* [What to work on]:
Omit every picture and output the rest of the records exactly as they are.

* [Dataset rows]:
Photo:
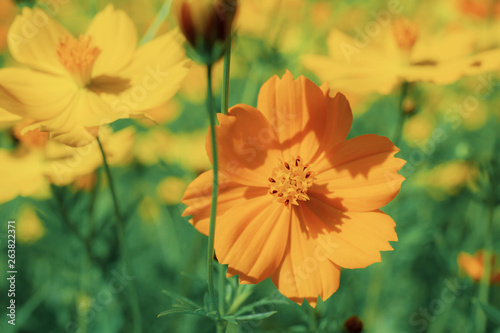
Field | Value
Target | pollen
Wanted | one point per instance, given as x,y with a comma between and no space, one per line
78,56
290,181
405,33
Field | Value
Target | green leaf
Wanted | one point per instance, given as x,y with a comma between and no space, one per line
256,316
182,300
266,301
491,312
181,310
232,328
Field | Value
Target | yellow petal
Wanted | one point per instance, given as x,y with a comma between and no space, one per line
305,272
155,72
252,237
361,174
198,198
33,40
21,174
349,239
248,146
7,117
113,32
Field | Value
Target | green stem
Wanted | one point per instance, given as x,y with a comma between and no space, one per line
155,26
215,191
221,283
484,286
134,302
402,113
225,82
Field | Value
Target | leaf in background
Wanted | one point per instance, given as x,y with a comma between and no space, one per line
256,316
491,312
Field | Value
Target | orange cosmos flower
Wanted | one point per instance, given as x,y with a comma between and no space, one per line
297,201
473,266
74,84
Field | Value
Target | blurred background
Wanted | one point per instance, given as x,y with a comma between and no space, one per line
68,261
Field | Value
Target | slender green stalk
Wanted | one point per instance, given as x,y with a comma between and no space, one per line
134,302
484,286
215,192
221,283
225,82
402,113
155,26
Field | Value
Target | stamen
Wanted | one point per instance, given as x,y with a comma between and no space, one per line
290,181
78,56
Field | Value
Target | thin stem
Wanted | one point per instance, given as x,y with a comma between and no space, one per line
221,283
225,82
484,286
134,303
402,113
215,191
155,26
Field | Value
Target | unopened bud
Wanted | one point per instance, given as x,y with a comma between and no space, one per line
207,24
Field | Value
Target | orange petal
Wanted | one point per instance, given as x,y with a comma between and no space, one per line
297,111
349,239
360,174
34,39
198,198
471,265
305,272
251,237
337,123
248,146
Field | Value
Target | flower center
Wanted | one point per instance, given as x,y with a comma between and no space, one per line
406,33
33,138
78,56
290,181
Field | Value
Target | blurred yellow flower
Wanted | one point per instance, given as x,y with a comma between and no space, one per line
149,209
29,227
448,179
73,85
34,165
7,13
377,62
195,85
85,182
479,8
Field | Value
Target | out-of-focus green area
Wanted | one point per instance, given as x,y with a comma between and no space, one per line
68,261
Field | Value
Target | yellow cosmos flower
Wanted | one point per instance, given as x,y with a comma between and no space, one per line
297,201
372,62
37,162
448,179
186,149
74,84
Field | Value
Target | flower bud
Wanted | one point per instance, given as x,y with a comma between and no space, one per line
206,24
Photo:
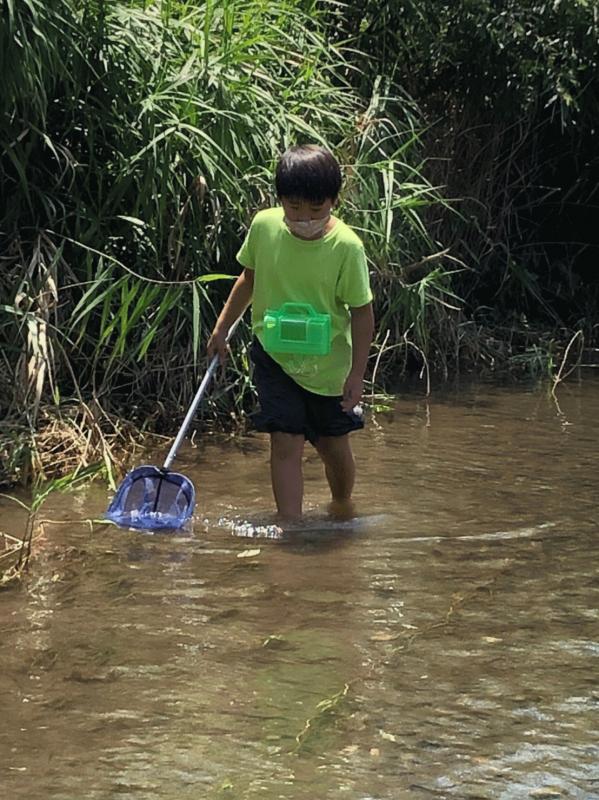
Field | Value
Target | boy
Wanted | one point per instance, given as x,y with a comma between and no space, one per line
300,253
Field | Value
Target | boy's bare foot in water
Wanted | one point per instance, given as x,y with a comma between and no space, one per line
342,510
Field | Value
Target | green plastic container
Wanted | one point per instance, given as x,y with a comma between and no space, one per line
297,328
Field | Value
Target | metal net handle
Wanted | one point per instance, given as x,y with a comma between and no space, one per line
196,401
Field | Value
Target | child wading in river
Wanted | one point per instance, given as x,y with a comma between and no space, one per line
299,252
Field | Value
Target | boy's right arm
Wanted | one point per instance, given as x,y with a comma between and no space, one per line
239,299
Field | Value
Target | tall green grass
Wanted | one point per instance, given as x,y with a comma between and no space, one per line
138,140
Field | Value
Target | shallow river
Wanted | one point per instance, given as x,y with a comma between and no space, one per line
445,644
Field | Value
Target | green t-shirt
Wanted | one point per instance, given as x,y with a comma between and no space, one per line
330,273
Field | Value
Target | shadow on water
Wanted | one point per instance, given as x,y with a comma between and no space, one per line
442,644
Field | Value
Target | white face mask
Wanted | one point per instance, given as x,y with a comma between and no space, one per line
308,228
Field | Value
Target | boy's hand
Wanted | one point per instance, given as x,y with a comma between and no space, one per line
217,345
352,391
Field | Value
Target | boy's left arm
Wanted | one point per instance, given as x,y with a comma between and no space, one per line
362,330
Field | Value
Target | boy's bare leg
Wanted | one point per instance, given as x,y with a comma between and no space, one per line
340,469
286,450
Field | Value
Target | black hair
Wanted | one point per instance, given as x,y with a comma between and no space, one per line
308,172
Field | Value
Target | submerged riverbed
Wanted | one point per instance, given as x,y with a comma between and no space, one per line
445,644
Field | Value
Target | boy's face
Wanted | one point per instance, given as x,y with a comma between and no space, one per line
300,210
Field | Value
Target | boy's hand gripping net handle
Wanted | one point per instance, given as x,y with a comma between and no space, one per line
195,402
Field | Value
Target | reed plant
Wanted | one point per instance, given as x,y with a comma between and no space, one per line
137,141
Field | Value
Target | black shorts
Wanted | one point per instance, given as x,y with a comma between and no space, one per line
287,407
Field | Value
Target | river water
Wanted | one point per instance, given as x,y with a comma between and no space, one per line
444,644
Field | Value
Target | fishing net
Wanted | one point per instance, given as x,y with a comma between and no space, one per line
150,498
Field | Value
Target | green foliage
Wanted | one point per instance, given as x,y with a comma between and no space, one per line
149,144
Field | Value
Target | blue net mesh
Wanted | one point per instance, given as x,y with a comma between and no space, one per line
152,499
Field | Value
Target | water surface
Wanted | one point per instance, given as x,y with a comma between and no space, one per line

* [Task answer]:
Photo:
Field | Value
Target | pollen
Wanted | one point per instance, given as x,y with a comma between and no space, one per line
78,56
290,181
405,33
Field | Value
Target | green leaf
Wanted | one point per instance, given as x,y with a comma between and no space, one per line
256,316
182,300
266,301
491,312
181,310
232,328
Field | Value
Target | yellow petal
Wanted | one point per instance, given as x,y with a comma between and no space, one per line
305,272
155,72
252,237
361,174
198,198
33,40
21,174
349,239
248,146
7,117
113,32
Field | Value
Target | green stem
Wanted | one point per instance, given as x,y with a comma between and no space, one per line
155,26
215,191
221,283
484,286
134,302
402,113
225,82
Field | Value
Target | leaf in background
Wanted | one point per instance, given as x,y with a comma between and no space, one per line
256,316
491,312
Field | Value
Target | orange cosmos flower
Wanted | one point per instance, given as x,y with a comma between and no space, one per line
297,201
473,266
74,84
Field | Value
Target | blurred background
Wanted | one point per instance, given as x,y with a comma between and no space, one per line
68,261
Field | Value
Target | slender green stalk
Wanted | one point per instance, given as x,y with a comma between and no space, one per line
134,302
484,286
215,192
221,283
225,82
402,113
155,26
Field | Value
Target | stamen
Wanted | one point per instance, given as x,y with a comma between and no space, one per line
290,181
78,56
Field | Value
Target | thin stem
Wanted | one point per instance, given as x,y with a comma between and no space, one per line
221,283
225,82
484,286
134,303
402,113
215,191
155,26
Field | Value
Target | unopened bud
Wanted | one point per instance, given as x,y with a comma between and no space, one per line
207,24
Field | Value
Target | orange petal
Wanted | one point per instance, given as x,y with a comma between and no space, one per line
297,111
349,239
360,174
34,39
198,198
471,265
305,272
251,237
337,123
248,146
Field | Value
Target | flower center
Wanted | one point per instance, given as x,y with a comma between and no space, one per line
406,33
33,138
78,56
290,181
Field | Value
Target | blurred yellow flower
Wanted | one point per instance, given as x,y with a comma between and no space, one per line
149,209
29,227
448,179
73,85
34,165
7,13
377,62
195,85
85,182
479,8
Field | Value
Target | out-of-focus green area
Wanted | one point per instance, given as x,y with a comma between and no space, one per line
68,261
Field | Value
Target | yellow cosmos flower
Wanted | one point per instance, given as x,y with a comma between and no space, one per line
297,201
372,62
37,162
448,179
186,149
74,84
Field | Value
Target | flower bud
Wanted | one point per instance, given as x,y with a comma between and no space, one per line
206,24
Photo:
Field | Value
Target | boy
Wanted | one point per instance, given as x,y with a comma between and no space, one per line
300,253
Field | Value
Target | boy's bare foot in water
Wanted | one point per instance, given as x,y with a comma between and no space, one per line
342,510
Field | Value
Target | green plastic container
Wanted | one point per instance, given as x,y with a comma between and no space, one per line
297,328
Field | Value
Target | metal net handle
Wanted | one point per instance, given as x,y with a comma between and no space, one per line
196,401
Field | Value
Target | child wading in river
Wanted | one point per instance, given as x,y with a comma between and no space, one per line
299,252
Field | Value
Target | boy's right arm
Wanted | one point per instance, given as x,y with a comma between and no space, one per line
239,299
Field | Value
Target | tall green grass
Wanted | one point per instance, given as x,y with a comma between and no space, one per line
138,140
Field | Value
Target | shallow river
Wanted | one point per instance, given as x,y with a comma between and no space, one per line
445,644
Field | Value
Target | green t-shirt
Wanted | one point per instance, given as x,y with a comma between and no space, one per line
330,273
Field | Value
Target | shadow on water
Wanted | one point per instance, given as x,y with a comma between and no space, one per line
442,644
Field | Value
Target | white face mask
Wanted | one point per instance, given as x,y with a comma between and no space, one per line
308,228
Field | Value
Target | boy's hand
Wanted | one point per instance, given as x,y with a comma between and no space, one per line
217,345
352,391
Field | Value
Target | boy's left arm
Wanted | one point per instance, given as x,y with a comma between and no space, one per line
362,330
Field | Value
Target | boy's bare leg
Wanted | one point per instance, given as x,y with a comma between and no space, one per line
340,469
286,450
Field | Value
Target | black hair
Wanted | one point per instance, given as x,y with a comma between and no space, one per line
308,172
Field | Value
Target | submerged riverbed
Wanted | one point per instance, given as x,y with a comma between and no space, one per line
445,644
Field | Value
Target | boy's face
Wanted | one point per instance, given as x,y with a comma between and no space, one per line
300,210
Field | Value
Target | boy's hand gripping net handle
Wanted | one point per instance, given as x,y with a comma between and no space, one per line
195,402
Field | Value
Target | reed plant
Wanted | one point per instance, given as x,y with a comma between and no space, one per line
137,141
Field | Value
Target | black shorts
Wanted | one point per instance, given as x,y with a comma between and no space, one per line
287,407
Field | Value
Target | river water
Wanted | one point per instance, given as x,y with a comma between and no space, one per line
444,644
Field | Value
Target | fishing net
Wanted | one point per instance, given as x,y with a comma between and no space, one per line
150,498
Field | Value
Target | green foliage
Wanted | one point per instance, given as x,y with a comma between and no space, one per line
149,144
Field | Value
Target | blue net mesh
Wanted | one point per instance, given as x,y with a comma between and no space, one per line
152,499
Field | Value
Target | water surface
Wanted | one point per instance, given as x,y with a comma between and no space, one per line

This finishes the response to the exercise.